原文抜粋 -
◇ ◇ ◇ ◇ ◇

このような被害者と加害者との間の金銭面の問題を,一般に民事事件といい,民事事件における加害者の賠償責任が民事責任です。

③行政上の責任

交通事故加害者となる場合には,何らかの交通違反が伴っていることが通常です。
そのため,交通違反に対して自動車免許の違反点数が発生します。
自動車免許の違反点数に関する事件は行政事件に位置付けられますが,免許の違反点数は行政上の責任ということができます。

各責任の内容をまとめると,以下の通りです。

①刑事事件国が加害者に対して刑罰を科す
②民事事件被害者が加害者に金銭賠償を請求する
③行政事件加害者の自動車免許に違反点数がつく

交通事故加害者が負う各責任の関係

交通事故加害者には,刑事事件,民事事件,行政事件という3つの事件の責任が生じますが,この3つはそれぞれ独立した別個の責任です。
そのため,一つの責任が生じたから他の責任を免れることができる,という関係にはありません。

例えば,交通事故の民事責任については,自動車保険に加入している場合は保険会社が全て対応してくれることが一般的です。
窓口対応から金額計算,交渉,支払まで,全てを保険会社が行い,加害者自身はその通知を受けるのみ,という場合も決して珍しくはありません。
そうすると,民事事件に関する示談(解決)は保険会社が行ってくれることになりますが,保険会社が示談してくれたからといって刑事責任がなくなる,というものではないのです。

示談という言葉を聞くと,保険会社の行う示談で全てが解決されたかのように思ってしまいがちですが,保険会社が対応するのはあくまで民事事件(民事上の責任)についてのみです。
当事者間のお金の問題は解決してくれますが,国から科せられる刑罰に関する問題はノータッチのまま,ということになります。

刑事責任の軽減も図りたいという場合は,別途被害者からの宥恕(刑罰を望まないというお許し)を獲得する必要があるところ,宥恕を獲得するためには,直接被害者側と連絡を取り,宥恕をいただけるようお願い(交渉)するべきことになります。

交通事故と逮捕

交通事故加害者が逮捕される可能性

交通事故が発生した場合,逮捕されるかどうかは個別の内容によって異なります。
裏を返せば,交通事故加害者であっても決して逮捕される可能性が高いわけではありません。
逮捕は,逃亡や証拠隠滅の可能性が高い場合に行われるものですが,交通事故そのものは,過失犯であって故意に引き起こした事件ではないため,交通事故加害者になったからといって直ちに逃亡や証拠隠滅の可能性が高いと判断されるわけではありません。
もっとも,逃亡や証拠隠滅の可能性が類型的に高いと思われる事情があれば,交通事故でも逮捕される可能性は高くなります。具体的には以下のようなケースが挙げられます。

①死亡事故の場合

死亡事故のように結果の大きい事故の場合,最終的な刑事処分も比例して大きくなることが見込まれます。
この点,見込まれる刑事処罰が重い事件の方が,逃亡や証拠隠滅の可能性が高いと判断される傾向にあります。逃亡は将来の処罰から逃れる目的で行われるため,見込まれる刑事処分が重ければ重いほど逃亡や証拠隠滅の動機が強くなるということですね。

◇ ◇ ◇ ◇ ◇

作業内容 -
**a)** 交通事故の責任に関する文章のうち、「窓口対応から金額計算,交渉,支払まで,全」から「上の責任)についてのみです。」までの部分を一字も変えずに書き写してください。
**b)** 交通事故の責任に関する文章によると、逮捕はどのような場合に行われるものですか。
**c)** 交通事故の責任に関する文章を、最後の文の次から書き継いでください。

データセット -
◇ ◇ ◇ ◇ ◇

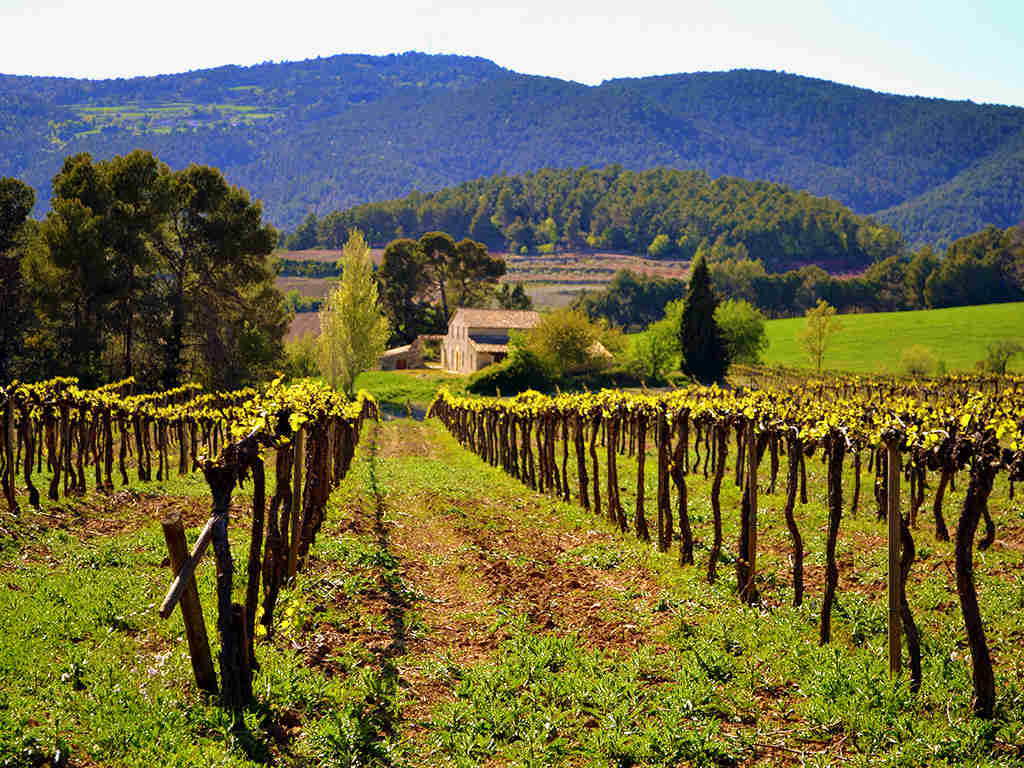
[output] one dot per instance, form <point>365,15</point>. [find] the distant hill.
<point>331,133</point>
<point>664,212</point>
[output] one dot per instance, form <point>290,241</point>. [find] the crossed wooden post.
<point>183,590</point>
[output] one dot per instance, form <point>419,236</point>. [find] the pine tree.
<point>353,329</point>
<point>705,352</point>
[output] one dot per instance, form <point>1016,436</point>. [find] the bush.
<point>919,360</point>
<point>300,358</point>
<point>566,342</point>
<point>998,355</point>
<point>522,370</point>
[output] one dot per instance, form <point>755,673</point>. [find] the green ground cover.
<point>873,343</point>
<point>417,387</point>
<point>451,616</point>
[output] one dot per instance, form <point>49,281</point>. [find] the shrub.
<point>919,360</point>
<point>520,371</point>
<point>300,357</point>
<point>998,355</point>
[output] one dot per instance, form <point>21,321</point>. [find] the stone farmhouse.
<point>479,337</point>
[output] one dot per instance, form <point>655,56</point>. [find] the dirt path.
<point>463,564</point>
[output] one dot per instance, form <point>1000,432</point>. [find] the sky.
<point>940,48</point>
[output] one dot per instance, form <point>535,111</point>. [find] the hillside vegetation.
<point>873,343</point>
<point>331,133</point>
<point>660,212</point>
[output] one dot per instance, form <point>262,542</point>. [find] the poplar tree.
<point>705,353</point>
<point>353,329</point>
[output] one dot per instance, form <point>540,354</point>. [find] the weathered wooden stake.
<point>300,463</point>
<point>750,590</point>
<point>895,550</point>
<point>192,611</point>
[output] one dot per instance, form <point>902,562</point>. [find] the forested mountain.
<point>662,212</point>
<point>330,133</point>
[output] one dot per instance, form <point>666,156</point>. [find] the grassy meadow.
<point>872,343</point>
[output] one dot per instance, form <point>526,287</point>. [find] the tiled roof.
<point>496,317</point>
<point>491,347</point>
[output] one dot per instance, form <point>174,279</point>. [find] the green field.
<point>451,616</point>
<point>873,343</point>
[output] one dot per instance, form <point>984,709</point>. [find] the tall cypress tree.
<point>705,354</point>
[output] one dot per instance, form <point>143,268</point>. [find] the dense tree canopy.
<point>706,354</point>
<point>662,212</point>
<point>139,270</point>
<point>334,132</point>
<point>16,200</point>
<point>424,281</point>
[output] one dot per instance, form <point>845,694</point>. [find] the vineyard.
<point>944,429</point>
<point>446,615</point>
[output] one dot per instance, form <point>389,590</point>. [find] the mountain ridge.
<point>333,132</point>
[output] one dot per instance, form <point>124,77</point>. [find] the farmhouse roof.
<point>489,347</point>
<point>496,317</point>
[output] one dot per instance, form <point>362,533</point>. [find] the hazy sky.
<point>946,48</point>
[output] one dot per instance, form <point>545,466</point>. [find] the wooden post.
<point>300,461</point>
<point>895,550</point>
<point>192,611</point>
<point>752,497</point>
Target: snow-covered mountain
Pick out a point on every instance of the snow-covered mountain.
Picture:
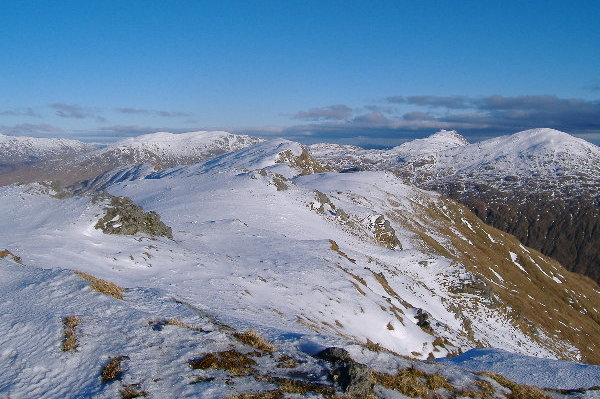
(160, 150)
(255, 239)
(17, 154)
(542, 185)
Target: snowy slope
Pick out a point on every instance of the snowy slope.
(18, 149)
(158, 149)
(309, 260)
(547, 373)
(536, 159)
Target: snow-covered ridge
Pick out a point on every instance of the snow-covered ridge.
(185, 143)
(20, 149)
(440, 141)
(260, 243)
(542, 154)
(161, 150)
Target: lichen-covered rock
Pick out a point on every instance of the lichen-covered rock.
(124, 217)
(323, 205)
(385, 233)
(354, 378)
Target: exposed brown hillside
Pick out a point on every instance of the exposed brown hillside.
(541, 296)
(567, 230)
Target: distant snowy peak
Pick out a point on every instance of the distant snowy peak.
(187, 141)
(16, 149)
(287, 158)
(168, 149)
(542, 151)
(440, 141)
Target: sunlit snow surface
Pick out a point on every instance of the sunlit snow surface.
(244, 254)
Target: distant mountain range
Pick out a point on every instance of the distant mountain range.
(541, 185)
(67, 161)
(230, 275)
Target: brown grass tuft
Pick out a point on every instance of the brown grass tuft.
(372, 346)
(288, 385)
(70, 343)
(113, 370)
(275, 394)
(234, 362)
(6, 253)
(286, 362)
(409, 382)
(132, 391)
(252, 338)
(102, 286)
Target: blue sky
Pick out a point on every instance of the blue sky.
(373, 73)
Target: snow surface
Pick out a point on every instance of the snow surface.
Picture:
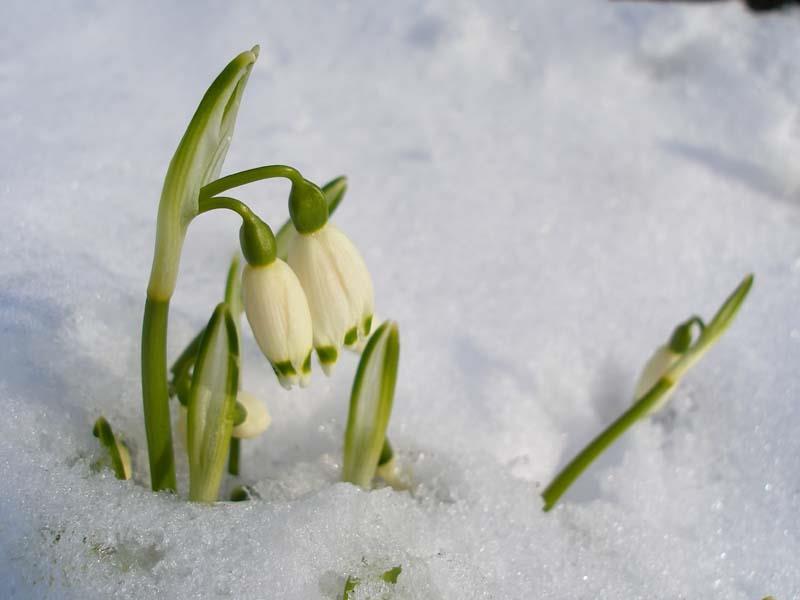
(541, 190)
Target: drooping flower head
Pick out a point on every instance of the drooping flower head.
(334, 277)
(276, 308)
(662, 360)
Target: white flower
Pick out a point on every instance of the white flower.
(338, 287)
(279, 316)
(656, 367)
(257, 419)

◇ ◇ ◇ ◇ ◇

作業の出力 -
**a)**
窓口対応から金額計算,交渉,支払まで,全てを保険会社が行い,加害者自身はその通知を受けるのみ,という場合も決して珍しくはありません。
そうすると,民事事件に関する示談(解決)は保険会社が行ってくれることになりますが,保険会社が示談してくれたからといって刑事責任がなくなる,というものではないのです。

示談という言葉を聞くと,保険会社の行う示談で全てが解決されたかのように思ってしまいがちですが,保険会社が対応するのはあくまで民事事件(民事上の責任)についてのみです。

**b)** 逃亡や証拠隠滅の可能性が高い場合に行われます。

**c)**
そのため,交通事故の中でも特に結果の大きい死亡事故の場合,逃亡や証拠隠滅を防ぐために逮捕される可能性が高くなりやすいです。

②事故の原因に重大な違法行為がある場合

事故そのものよりも,その原因となった違法行為の方が重大であるために逮捕の可能性が高くなる場合もあります。

その代表例としては,飲酒運転が挙げられます。
酒気帯び運転又は酒酔い運転に該当する状態で交通事故が起きた場合,飲酒の事実の方が重大視されて逮捕につながる可能性が高くなります。

加えて,泥酔状態で交通事故が発生すると,運転者に事故当時の記憶がなく,事故状況の説明ができないために,捜査機関から見て犯罪事実を認めていないと評価されやすいことも大きな要因です。
飲酒の影響で覚えていない,という供述は,犯罪事実を認めていないとみなされやすく,「酩酊否認」とも言われるように否認と受け止められることが多いでしょう。
事件を否認するケースの方が,逃亡や証拠隠滅の恐れが大きく,逮捕に至りやすい傾向にあります。

③ひき逃げ事件の場合

自動車の運転中,交通事故で被害者が受傷した場合,自動車運転者には被害者を救護する義務が発生します。
そして,この救護義務を果たさずに事故現場から離れてしまうことを,俗に「ひき逃げ」といいます。
このひき逃げ(=救護義務違反)に該当する場合は,逮捕の可能性が高くなりやすいです。

その最大の理由は,まさに事故現場から逃亡してしまっている点にあります
事故直後に逃亡しているという事実がある以上,逮捕をしなければまた逃亡してしまう可能性が高い,との評価につながりやすいわけですね。

もっとも,ひき逃げに該当し得る場合でも,運転者が事故の発生を認識していたか不明確な場合には,逮捕につながらない場合も考えられます。
典型例は,事故の規模が非常に小さく,運転者が事故に気付けなかった可能性のある場合です。
事故に気付けていなかったのであれば,救護義務違反にも該当せず,事故現場から逃亡したというわけでもないことから,逮捕の必要性には影響しないことになります。

④その他のケース

その他、一般的に逮捕の可能性が高くなるケースとしては、以下のような場合が挙げられます。

交通事故で逮捕の可能性が高くなるケース

1.被害結果が重い
→死亡事故など,被害結果が重大である場合

2.重大な交通違反がある
→酒気帯び運転,無免許運転,極端な速度超過など,重大な交通違反を伴う場合

3.現行犯で逃亡が懸念される
→事故直後に当事者間でトラブルが起きた,その場を去ろうとした,という場合

交通事故加害者が逮捕を避ける方法

①事故直後の対応

自動車の運転中に交通事故が発生した場合,自動車運転者には,被害者を救護する義務(救護義務)と警察に事故発生を報告する義務(報告義務)が発生します。まずは被害者の容態を確認し,110番通報をする必要があるということですね。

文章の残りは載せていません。